**TASK REQUIREMENTS**
This exercise calls for duplicating every entry below exactly, without the images.

Start of DATA RECORDS

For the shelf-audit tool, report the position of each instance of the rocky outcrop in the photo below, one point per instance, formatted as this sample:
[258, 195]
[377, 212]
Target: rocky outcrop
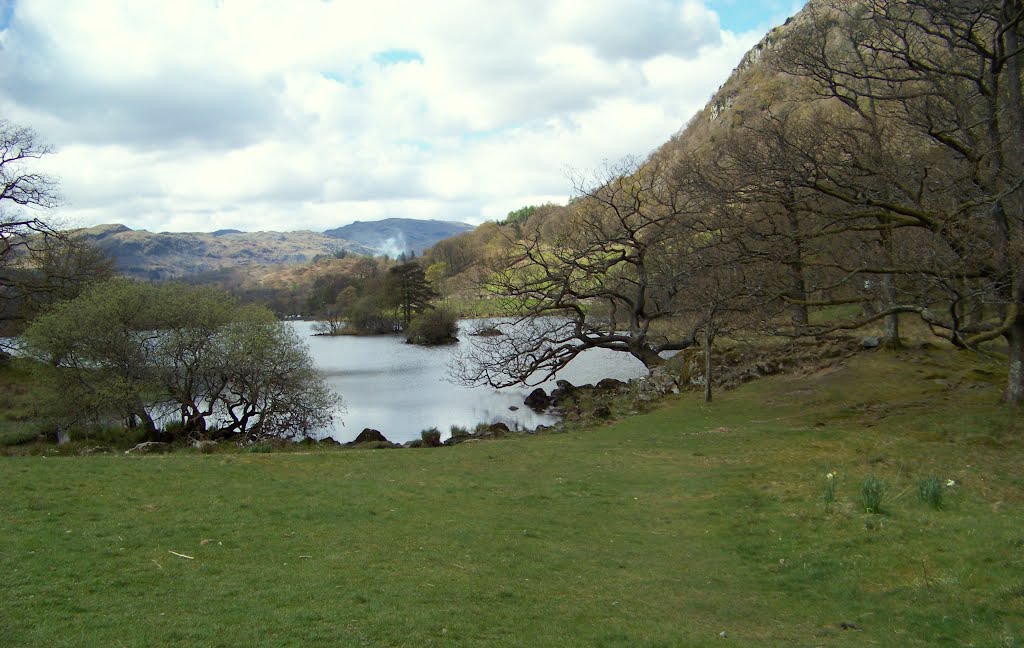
[150, 447]
[538, 400]
[371, 438]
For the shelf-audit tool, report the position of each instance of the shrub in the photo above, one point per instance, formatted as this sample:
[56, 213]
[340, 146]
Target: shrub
[433, 327]
[871, 493]
[431, 437]
[930, 491]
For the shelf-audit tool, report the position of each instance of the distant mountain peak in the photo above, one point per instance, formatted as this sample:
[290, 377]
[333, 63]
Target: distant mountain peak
[396, 235]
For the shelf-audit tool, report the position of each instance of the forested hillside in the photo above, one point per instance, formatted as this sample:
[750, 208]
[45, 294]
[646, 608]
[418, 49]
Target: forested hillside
[863, 164]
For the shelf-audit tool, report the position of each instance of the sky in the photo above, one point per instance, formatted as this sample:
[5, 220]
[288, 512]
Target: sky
[267, 115]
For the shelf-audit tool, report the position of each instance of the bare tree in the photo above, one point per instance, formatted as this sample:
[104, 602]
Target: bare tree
[38, 263]
[943, 79]
[606, 277]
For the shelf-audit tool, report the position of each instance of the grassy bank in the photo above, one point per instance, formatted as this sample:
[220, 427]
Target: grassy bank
[665, 529]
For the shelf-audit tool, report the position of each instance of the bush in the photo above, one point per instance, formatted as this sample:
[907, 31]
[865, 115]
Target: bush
[433, 327]
[930, 491]
[431, 437]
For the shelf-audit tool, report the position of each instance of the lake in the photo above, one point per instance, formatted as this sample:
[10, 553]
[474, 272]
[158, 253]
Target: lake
[402, 389]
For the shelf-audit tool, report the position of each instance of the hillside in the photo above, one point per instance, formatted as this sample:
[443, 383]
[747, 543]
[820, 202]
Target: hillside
[395, 235]
[150, 255]
[158, 256]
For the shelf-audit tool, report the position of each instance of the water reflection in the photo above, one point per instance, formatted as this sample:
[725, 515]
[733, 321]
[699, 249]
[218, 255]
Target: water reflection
[401, 389]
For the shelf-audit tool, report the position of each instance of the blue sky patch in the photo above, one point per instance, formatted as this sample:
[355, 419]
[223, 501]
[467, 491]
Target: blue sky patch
[394, 56]
[6, 13]
[743, 15]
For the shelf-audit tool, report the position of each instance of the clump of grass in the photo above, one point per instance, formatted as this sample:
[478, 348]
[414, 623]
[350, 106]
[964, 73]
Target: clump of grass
[828, 495]
[431, 437]
[930, 491]
[871, 492]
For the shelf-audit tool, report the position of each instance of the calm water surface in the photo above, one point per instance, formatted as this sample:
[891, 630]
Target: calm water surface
[402, 389]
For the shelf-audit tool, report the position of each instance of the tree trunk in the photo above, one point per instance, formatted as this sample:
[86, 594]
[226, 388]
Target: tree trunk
[709, 340]
[1014, 393]
[890, 339]
[147, 424]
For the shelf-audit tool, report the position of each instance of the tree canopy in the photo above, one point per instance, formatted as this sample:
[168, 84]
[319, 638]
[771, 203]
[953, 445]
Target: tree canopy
[147, 355]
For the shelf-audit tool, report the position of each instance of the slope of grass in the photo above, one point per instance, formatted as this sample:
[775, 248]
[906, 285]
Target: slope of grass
[664, 529]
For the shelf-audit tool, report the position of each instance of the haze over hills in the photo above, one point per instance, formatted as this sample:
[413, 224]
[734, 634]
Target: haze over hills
[158, 256]
[394, 235]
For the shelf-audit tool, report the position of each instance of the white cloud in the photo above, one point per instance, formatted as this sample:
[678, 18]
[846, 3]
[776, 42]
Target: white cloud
[199, 115]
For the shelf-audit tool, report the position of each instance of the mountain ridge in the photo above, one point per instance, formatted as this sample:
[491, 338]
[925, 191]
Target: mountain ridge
[165, 255]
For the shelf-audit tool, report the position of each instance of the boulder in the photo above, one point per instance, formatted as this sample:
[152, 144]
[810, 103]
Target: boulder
[563, 389]
[489, 332]
[494, 430]
[610, 384]
[95, 449]
[150, 447]
[369, 435]
[538, 400]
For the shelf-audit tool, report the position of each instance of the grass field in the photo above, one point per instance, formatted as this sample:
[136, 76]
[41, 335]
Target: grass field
[664, 529]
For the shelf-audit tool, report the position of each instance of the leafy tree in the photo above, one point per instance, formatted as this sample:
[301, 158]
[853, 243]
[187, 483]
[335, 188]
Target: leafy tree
[407, 289]
[138, 354]
[433, 327]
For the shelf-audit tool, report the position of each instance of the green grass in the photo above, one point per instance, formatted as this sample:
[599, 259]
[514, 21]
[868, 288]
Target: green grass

End of DATA RECORDS

**FINAL ANSWER**
For the shelf-audit tool, report the position of each instance of the rocky outcrop in the photo below, one point per instance, formatted as this sample:
[258, 195]
[377, 212]
Target: rocky outcrop
[150, 447]
[538, 400]
[371, 438]
For the shelf-audit tool, report the position of each instance of the shrub in the photo above, one point per instance, formatted as this sample:
[56, 213]
[340, 146]
Target: shrub
[433, 327]
[871, 493]
[431, 437]
[930, 491]
For the shelf-audit tool, report the position of each instance of the distant mountain peak in the photo above, one point per instance, formatted as this sample:
[290, 377]
[333, 63]
Target: distant mountain peak
[396, 235]
For the shelf-audit tool, report the position of each instance of the forested hillside in the photo above, one point per instance, formatted as this sample:
[750, 208]
[45, 294]
[646, 608]
[418, 49]
Target: forested hillside
[863, 164]
For the shelf-audit tool, report the position of each instance of the sky in the photo above, one point per instance, formatted as this sample:
[5, 220]
[288, 512]
Target: sky
[267, 115]
For the shelf-audit tool, report the position of each instance of the bare tree in the photo above, one point per instance, formatted as this sample:
[104, 602]
Target: bare tree
[38, 263]
[943, 79]
[606, 277]
For the shelf-audit tool, report the position of each instance of the grassy bank in the photo above, one point per instance, formatted as this sample:
[220, 427]
Target: grassy bank
[665, 529]
For the shelf-audit tool, report the position of each instance of the bush in the photo above, one point per instance, formatted as this sample:
[907, 31]
[865, 115]
Target: bush
[433, 327]
[930, 491]
[431, 437]
For the shelf-audit tool, report the position of each instance of the lake in the photo above, one point per instance, formatted as this sample:
[10, 553]
[474, 272]
[158, 253]
Target: lake
[402, 389]
For the shelf-audit tool, report the position of each instance of the hillside in the photo above, one point per instance, formatted as this sample:
[443, 383]
[747, 543]
[820, 202]
Target: hillside
[395, 235]
[150, 255]
[158, 256]
For the shelf-audit tool, report the position of each instance of the water reflection in the photo above, one point per instance, formatted as this sample:
[725, 515]
[733, 321]
[699, 249]
[218, 255]
Target: water reflection
[401, 389]
For the shelf-audit tool, report the position of each instance of the blue sky patch in the photo above, one point per instance, formatted as this sample:
[355, 419]
[223, 501]
[467, 491]
Target: blue sky patch
[394, 56]
[6, 13]
[743, 15]
For the shelf-audit tool, report the position of each instance of the clump of grass in the photo above, one point per instance, formatted as this sample:
[478, 348]
[414, 623]
[350, 106]
[964, 73]
Target: clump of grass
[828, 495]
[431, 437]
[930, 491]
[871, 492]
For the shelf-audit tool, report the position of each instance of the calm water surface in the photo above, one point per instance, formatted as this sample:
[891, 630]
Target: calm water surface
[402, 389]
For the shelf-audit tool, report the position of each instance of the tree trunk in the photo above, one point per instance, formatted as this sample:
[86, 594]
[226, 388]
Target: tree trunk
[709, 340]
[1014, 393]
[890, 339]
[147, 424]
For the shelf-audit tool, report the position of each instance of the tree canopy in the photo above, one point per instance, formatted as this sample:
[168, 84]
[319, 638]
[771, 203]
[953, 445]
Target: tree canopy
[147, 355]
For the shelf-audit tool, report the position of each instance of the slope of grass in the photo above, one point per instance, formatted as this sample:
[775, 248]
[906, 285]
Target: slope of grass
[664, 529]
For the shelf-audit tool, report the position of each instance of the haze over hills in the photo above, one point per instance, formatted as this sample:
[413, 224]
[734, 634]
Target: haze over hills
[158, 256]
[394, 235]
For the shelf-audit tool, report the position of each instance of the white cloud in the photo above, one point per instance, formatted as this sample:
[678, 18]
[846, 3]
[776, 42]
Target: white cloud
[199, 115]
For the shelf-audit tool, report the position of each instance of the mountain ridge in the photo above, one point per instance, formatted as this sample:
[491, 338]
[925, 191]
Target: mountain ridge
[165, 255]
For the shelf-audit tool, report the position of each instance of the boulder in the photo above, one point per instance, formatted as this sample:
[152, 144]
[810, 103]
Target: boulder
[563, 389]
[489, 332]
[494, 430]
[610, 384]
[95, 449]
[150, 447]
[369, 435]
[538, 400]
For the shelf-audit tool, report the position of each instance of the grass field in the photo above, one point per instance, formatted as this sample:
[136, 76]
[41, 335]
Target: grass field
[664, 529]
For the shelf-audit tool, report the position of each instance of the leafy tree in the photo above, one point per instance, formatted as this sample:
[301, 158]
[853, 243]
[187, 483]
[335, 188]
Target: leafy tree
[407, 289]
[138, 354]
[433, 327]
For the shelf-audit tool, report the position of each instance of the green grass in the photo above, one point per instance, formatted as this sample:
[599, 259]
[514, 21]
[868, 288]
Target: green grass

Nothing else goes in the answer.